**WRITTEN REQUEST**
Please rewrite the lines between the one holding "Mark the innermost point of each instance of the shadow" and the one holding "Mark the innermost point of each instance of the light", inclusive, as a Markdown table with a Row column giving the row number and a Line column giving the line itself. Leave out any blank lines.

**SUPPLIED INFORMATION**
________________

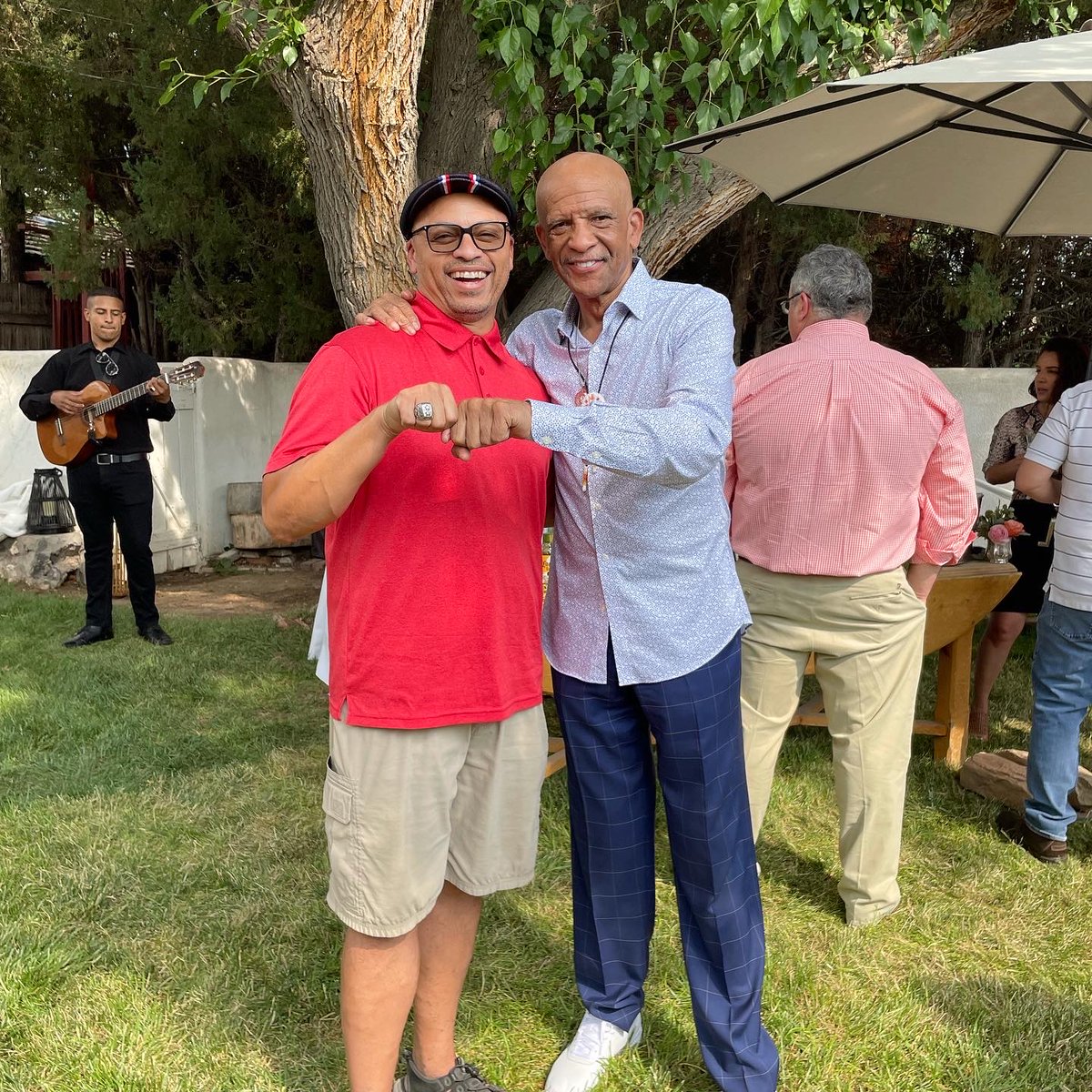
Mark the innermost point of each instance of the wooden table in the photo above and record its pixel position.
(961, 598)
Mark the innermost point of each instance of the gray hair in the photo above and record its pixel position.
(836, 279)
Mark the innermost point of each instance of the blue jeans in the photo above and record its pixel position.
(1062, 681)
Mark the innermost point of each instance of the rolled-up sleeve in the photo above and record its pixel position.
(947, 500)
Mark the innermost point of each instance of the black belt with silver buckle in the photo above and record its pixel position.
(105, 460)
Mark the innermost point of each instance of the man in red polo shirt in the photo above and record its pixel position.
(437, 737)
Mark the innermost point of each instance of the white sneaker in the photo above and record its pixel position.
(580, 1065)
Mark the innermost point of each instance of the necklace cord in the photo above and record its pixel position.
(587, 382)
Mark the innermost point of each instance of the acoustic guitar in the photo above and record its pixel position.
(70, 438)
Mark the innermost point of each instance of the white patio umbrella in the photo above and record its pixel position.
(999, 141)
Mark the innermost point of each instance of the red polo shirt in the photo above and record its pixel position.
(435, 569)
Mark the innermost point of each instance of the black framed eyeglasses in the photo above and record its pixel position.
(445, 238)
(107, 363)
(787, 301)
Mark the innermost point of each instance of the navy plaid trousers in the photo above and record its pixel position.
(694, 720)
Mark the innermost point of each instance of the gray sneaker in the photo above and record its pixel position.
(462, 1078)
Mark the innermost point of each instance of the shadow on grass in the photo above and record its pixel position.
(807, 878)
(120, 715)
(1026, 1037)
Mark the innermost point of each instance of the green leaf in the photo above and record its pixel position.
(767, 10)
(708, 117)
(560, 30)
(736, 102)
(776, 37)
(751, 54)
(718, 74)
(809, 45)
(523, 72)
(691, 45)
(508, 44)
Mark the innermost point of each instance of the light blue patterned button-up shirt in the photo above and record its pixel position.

________________

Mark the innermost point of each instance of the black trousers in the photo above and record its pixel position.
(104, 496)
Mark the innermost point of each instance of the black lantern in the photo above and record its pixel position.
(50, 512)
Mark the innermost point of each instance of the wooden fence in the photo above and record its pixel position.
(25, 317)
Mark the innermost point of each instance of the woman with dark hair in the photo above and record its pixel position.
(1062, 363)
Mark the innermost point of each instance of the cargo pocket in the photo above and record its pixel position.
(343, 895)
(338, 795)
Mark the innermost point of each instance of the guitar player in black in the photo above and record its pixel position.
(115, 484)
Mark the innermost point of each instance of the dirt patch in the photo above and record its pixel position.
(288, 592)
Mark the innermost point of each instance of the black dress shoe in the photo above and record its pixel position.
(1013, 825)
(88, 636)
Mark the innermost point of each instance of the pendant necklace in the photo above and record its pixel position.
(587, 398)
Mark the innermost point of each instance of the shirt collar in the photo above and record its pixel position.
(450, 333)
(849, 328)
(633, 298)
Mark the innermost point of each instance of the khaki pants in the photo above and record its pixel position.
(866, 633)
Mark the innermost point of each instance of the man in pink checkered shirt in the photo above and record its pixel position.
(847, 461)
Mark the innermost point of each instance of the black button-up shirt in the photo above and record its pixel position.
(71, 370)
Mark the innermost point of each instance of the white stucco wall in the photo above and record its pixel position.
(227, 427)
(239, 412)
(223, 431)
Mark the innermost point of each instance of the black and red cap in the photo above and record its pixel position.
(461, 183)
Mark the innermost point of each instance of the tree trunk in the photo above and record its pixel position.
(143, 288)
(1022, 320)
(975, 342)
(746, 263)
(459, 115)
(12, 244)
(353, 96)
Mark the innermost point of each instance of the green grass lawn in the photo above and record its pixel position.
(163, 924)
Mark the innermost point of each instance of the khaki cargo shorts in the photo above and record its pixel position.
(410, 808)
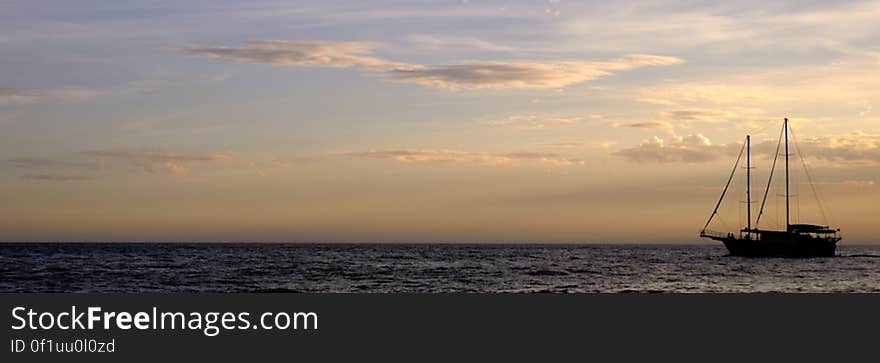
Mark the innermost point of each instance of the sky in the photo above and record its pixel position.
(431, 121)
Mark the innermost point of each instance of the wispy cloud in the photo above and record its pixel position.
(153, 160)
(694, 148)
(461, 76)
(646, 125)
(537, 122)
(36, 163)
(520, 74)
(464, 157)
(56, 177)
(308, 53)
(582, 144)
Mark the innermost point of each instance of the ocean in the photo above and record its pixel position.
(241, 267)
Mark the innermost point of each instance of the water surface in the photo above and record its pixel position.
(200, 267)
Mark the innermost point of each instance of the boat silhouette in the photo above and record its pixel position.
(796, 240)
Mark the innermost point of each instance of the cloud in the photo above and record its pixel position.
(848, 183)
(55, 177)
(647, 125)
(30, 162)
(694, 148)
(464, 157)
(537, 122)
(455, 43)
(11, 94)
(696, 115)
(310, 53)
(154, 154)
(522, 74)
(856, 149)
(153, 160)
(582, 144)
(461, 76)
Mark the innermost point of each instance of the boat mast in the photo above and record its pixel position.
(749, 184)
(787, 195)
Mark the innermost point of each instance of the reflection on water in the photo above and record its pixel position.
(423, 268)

________________

**PROBLEM SOLUTION**
| Row | Line |
|---|---|
| 1 | Mark the innermost point of each instance of the shadow on grass in the photo above and record its pixel position. |
| 2 | (807, 878) |
| 3 | (120, 715) |
| 4 | (1026, 1037) |
| 5 | Mark the innermost point of each instance of the green leaf in the photo above and record its pixel position. |
| 6 | (767, 10) |
| 7 | (708, 117) |
| 8 | (560, 30) |
| 9 | (736, 102) |
| 10 | (776, 37) |
| 11 | (751, 54) |
| 12 | (718, 74) |
| 13 | (809, 45) |
| 14 | (523, 72) |
| 15 | (691, 45) |
| 16 | (508, 44) |
| 17 | Mark the innermost point of each instance of the light blue patterned button-up shirt in the photo above and record its pixel position. |